Challenge:
How many lines in the data below contain the word "shopping"? Reply with the number only.

────

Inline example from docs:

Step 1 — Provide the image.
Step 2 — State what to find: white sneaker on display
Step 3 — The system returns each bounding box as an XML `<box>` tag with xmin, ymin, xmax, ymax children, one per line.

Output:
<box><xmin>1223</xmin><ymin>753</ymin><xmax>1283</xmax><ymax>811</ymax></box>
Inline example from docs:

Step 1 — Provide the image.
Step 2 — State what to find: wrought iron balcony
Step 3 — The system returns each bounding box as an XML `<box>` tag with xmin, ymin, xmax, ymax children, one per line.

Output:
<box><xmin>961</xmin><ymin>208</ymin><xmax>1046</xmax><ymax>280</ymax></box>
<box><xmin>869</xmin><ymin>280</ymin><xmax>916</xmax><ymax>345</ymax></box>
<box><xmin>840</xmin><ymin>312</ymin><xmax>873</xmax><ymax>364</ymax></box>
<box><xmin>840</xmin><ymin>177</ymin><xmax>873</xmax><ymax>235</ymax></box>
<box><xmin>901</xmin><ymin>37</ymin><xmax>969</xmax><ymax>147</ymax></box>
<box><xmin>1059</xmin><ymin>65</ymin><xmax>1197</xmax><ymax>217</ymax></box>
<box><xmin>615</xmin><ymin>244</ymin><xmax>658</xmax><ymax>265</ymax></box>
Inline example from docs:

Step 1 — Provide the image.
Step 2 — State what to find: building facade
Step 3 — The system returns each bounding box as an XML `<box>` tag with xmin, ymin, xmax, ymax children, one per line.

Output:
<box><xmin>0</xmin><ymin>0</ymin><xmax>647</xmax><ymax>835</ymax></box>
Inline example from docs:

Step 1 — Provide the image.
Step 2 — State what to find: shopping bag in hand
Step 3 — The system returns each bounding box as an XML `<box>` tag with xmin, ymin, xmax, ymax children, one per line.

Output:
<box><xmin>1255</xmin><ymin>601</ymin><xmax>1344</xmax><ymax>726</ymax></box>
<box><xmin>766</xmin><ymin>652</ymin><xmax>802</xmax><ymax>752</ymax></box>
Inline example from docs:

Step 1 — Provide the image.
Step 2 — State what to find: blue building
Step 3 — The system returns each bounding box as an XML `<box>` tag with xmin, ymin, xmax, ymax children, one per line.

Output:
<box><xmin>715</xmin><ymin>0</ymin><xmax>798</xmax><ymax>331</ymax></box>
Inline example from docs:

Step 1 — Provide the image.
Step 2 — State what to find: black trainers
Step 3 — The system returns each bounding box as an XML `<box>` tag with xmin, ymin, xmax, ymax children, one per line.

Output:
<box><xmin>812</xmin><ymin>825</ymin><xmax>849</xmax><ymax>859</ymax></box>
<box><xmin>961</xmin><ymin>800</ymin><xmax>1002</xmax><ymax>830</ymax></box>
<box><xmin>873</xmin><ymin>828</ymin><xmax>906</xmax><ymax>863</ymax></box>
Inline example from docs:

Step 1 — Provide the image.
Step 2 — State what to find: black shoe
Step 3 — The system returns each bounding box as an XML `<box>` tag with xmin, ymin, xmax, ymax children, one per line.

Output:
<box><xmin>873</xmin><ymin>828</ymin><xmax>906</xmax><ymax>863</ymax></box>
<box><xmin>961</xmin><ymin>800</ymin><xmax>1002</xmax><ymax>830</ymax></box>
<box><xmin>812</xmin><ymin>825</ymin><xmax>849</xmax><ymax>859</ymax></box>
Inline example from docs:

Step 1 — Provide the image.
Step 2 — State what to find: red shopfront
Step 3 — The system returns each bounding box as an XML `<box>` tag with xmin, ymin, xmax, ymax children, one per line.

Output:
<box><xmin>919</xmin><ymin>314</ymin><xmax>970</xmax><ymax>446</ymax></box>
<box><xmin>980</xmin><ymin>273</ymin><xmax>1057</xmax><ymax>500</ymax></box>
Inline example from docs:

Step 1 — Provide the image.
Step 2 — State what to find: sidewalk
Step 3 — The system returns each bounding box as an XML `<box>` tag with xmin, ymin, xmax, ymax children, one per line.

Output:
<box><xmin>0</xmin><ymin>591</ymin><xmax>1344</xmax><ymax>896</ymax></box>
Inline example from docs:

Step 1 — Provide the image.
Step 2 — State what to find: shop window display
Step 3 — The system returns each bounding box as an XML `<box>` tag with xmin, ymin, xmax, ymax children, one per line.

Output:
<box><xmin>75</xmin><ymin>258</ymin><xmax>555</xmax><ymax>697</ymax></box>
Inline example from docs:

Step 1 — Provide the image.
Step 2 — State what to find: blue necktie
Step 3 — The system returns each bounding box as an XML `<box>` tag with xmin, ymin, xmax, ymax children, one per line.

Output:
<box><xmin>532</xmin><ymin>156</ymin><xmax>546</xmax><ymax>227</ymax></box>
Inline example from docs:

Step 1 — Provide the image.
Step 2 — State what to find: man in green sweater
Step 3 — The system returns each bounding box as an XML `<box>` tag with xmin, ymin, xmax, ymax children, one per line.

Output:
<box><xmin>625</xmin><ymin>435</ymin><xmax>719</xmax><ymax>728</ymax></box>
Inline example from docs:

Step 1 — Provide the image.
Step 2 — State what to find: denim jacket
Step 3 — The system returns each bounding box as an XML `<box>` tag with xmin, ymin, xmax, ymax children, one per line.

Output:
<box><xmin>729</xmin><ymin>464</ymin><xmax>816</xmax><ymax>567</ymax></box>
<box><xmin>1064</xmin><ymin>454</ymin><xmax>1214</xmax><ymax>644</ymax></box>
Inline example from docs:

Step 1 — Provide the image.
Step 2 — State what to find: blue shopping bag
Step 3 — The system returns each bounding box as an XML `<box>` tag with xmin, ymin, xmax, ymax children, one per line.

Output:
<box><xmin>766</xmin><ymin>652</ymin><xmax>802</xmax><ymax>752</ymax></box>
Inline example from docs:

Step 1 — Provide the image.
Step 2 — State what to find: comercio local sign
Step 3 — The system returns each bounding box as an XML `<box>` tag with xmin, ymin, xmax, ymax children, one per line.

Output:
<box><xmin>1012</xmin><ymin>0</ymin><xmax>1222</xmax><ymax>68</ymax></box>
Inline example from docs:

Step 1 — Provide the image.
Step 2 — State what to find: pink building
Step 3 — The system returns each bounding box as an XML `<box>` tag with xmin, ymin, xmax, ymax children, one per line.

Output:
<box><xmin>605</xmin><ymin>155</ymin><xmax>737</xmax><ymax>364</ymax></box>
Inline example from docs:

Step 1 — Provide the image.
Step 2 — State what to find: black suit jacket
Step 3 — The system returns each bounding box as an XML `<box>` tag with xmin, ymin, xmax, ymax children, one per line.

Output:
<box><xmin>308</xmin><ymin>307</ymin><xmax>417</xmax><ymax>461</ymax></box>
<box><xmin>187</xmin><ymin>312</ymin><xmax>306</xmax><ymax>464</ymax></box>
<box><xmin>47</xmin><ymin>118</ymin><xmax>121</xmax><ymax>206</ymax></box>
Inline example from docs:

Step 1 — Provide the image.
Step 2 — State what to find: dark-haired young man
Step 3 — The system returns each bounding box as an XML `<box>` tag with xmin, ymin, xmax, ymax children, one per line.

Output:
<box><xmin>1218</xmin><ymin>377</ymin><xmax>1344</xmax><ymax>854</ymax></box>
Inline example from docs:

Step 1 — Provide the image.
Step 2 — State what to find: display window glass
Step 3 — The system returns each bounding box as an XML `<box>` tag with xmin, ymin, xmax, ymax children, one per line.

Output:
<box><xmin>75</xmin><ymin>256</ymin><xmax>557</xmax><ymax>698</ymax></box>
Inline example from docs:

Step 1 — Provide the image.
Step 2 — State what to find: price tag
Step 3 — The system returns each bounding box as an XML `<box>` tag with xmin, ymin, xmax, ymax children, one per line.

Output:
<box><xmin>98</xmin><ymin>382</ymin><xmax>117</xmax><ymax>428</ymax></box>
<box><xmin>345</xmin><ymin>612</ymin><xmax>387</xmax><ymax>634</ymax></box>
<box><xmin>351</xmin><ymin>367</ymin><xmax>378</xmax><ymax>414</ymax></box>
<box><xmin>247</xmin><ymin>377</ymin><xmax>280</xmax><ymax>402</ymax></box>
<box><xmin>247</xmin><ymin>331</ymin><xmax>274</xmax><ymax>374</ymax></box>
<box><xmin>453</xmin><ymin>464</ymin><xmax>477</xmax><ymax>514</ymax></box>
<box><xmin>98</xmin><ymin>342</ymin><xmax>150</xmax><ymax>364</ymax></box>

────

Answer in full:
2